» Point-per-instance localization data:
◇ ◇ ◇ ◇ ◇

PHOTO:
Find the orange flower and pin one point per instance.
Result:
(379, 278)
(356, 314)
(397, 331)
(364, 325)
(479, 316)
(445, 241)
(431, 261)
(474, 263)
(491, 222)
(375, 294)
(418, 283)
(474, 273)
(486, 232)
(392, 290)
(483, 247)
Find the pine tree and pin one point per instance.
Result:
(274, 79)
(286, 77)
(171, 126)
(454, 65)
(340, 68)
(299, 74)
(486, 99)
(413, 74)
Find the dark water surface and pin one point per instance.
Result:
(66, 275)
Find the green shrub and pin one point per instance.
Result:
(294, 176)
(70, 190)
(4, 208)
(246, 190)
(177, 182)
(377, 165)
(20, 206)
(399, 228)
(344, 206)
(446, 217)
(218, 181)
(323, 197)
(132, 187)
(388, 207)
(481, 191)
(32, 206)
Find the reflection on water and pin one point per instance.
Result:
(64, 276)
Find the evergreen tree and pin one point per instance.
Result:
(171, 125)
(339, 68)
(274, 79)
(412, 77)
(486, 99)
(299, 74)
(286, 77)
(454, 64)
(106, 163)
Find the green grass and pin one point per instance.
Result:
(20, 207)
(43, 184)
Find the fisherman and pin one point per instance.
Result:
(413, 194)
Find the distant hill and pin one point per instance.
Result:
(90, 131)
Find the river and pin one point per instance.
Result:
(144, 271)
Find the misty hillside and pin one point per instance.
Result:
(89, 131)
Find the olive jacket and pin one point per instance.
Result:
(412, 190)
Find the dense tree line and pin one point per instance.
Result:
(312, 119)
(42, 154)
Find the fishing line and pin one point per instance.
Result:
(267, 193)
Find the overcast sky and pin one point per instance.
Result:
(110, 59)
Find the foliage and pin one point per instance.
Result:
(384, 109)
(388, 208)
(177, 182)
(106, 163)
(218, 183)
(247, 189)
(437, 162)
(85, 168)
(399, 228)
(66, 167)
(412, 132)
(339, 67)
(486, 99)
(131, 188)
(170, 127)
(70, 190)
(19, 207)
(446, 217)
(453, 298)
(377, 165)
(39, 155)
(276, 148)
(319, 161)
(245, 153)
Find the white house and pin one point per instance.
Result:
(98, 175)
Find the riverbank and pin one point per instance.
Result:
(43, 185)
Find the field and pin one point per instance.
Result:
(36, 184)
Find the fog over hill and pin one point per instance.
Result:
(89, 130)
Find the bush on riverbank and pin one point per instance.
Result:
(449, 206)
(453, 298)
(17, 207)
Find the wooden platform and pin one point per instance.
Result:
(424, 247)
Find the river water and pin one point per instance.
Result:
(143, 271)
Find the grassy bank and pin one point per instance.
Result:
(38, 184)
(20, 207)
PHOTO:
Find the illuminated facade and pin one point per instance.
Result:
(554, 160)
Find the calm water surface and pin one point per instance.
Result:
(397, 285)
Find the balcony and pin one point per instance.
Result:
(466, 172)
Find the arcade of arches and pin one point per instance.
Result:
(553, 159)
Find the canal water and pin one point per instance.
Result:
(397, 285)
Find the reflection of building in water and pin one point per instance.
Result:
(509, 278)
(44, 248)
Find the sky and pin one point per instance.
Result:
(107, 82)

◇ ◇ ◇ ◇ ◇

» REQUIRED WORK:
Quote exactly the first line of the data and every line after it through the one holding "Find the foliage".

» ANSWER TO THE EXERCISE:
PHOTO:
Find the orange flower and pin one point per instance.
Result:
(379, 278)
(356, 314)
(397, 331)
(364, 325)
(479, 316)
(445, 241)
(431, 261)
(474, 263)
(491, 222)
(375, 294)
(418, 283)
(474, 273)
(486, 232)
(392, 290)
(483, 247)
Find the pine tree and pin one point per instance.
Result:
(274, 79)
(286, 77)
(171, 126)
(454, 65)
(340, 68)
(299, 74)
(486, 99)
(413, 74)
Find the dark water surface and pin one point per instance.
Result:
(66, 275)
Find the green shrub and pin one point per instance.
Result:
(294, 176)
(70, 190)
(4, 208)
(246, 190)
(177, 182)
(377, 165)
(20, 206)
(399, 228)
(344, 206)
(446, 217)
(218, 181)
(323, 197)
(132, 187)
(388, 207)
(481, 191)
(32, 206)
Find the reflection on water and pin one point per instance.
Result:
(64, 276)
Find the evergreen tree and pin one point per instance.
Result:
(171, 125)
(339, 68)
(274, 79)
(412, 77)
(486, 99)
(299, 74)
(286, 77)
(454, 64)
(106, 163)
Find the green grass and pin one point per instance.
Result:
(20, 207)
(43, 184)
Find the fisherman and pin one point per instance.
Result:
(413, 194)
Find the distant hill and pin one point per instance.
Result:
(90, 131)
Find the river and pin one point per instance.
Result:
(144, 271)
Find the misty hillside and pin one point per instance.
Result:
(89, 131)
Find the olive jacket and pin one point per instance.
Result:
(412, 190)
Find the dense tree line and pin one point per instance.
Result:
(312, 119)
(42, 154)
Find the fishing line and pin one point per instance.
Result:
(267, 193)
Find the overcast sky and pin one point per instance.
Result:
(110, 59)
Find the foliage and pin one point per instance.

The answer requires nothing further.